= EXTRAHIERTER TEXT =
::::::::::

Derzeit spricht der Fachbereich Umwelt und Stadtgrün mit der Initiative von Dieter Zinßer über die Installation von Eingangstoren. Diese sollen die Würde des Ortes verdeutlichen, aber nicht geschlossen werden, erklärt die städtische Gartendenkmalpflegerin Karin Degenhardt. So ein abgeschlossener Raum könnte dann nämlich noch kuscheliger für die Trinker wirken und Passanten fernhalten.

Der Fachbereich und die Initiative „Renaissance Gartenfriedhof“ versuchen gemeinsam, die Anlage auch anderweitig aufzuwerten. In den zurückliegenden Jahren ließen sie Wege erneuern und Pflanzungen anlegen. Die Wenger-Stiftung gibt zudem Geld für die Restaurierung von Grabsteinen. Patenschaften für einzelne Gräber sind ein weiteres Instrument. Die Paten sollen ein Auge auf die anvertrauten Begräbnisstätten haben, Schäden melden und Geld spenden, das die Stadt in die Grabpflege investiert. Jedes zehnte Grab hier hat mittlerweile einen Paten. „Sie kommen zu uns, ohne dass wir viel dafür tun müssen“, freut sich Zinßer.

::::::::::

= MATERIAL =
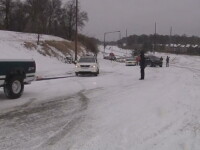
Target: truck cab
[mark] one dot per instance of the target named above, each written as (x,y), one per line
(14,74)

::::::::::

= AUFGABEN =
[1] Liste alle Pflichten auf, die die Paten laut dem Text über den Gartenfriedhof übernehmen sollen.
[2] Führe den Text über den Gartenfriedhof im Anschluss an seinen letzten Satz fort.
Die Daten sind eigenständiges Material und gehören nicht zum Text über den Gartenfriedhof.

= ANTWORTEN JE AUFGABE =
[1]
- ein Auge auf die anvertrauten Begräbnisstätten haben
- Schäden melden
- Geld spenden, das die Stadt in die Grabpflege investiert

[2]
Am 12. Juni wurde bereits die nächste Patenschaftsfeier zelebriert. Die hannoversche Landeskirche isz jetzt Patin der Grabstätte Johann Benjamin Koppes. Der 1791 bereits mit 41 Jahren verstorbene Erste Hofprediger hatte die Bildungsarbeit der Kirche koordiniert. Er hat das hannoversche Schullehrerseminar reorganisiert und den Konfirmandenunterricht weiterentwickelt.

Das Stephansstift Hannover hat zudem die Patenschaft für die Grabstätte Heinrich Philipp Sextros übernommen, der ebenfalls als Bildungsreformer gelten kann. Von ihm stammt die Idee der „Industrieschulen“ für Jungs der städtischen Unterschichten. „Das war ein reformpädagogisches Projekt und Vorläufer des Dualen Bildungssystems“, erläutert Zinßer.

Für das Grab seiner Ur-Ur-Ur-Großmutter Johanne Christine Salfeld (1760-1838) wird der US-amerikanische Mediziner Jochen Salfeld die Patenschaft übernehmen und eigens aus Massachusetts anreisen. Die Ehefrau des damaligen Loccumer Abts Johann Christoph Salfeld sprach fließend französisch und befreite ihren Mann 1807 mit einem Pilgermarsch zur Festung Hameln aus französischer Gefangenschaft.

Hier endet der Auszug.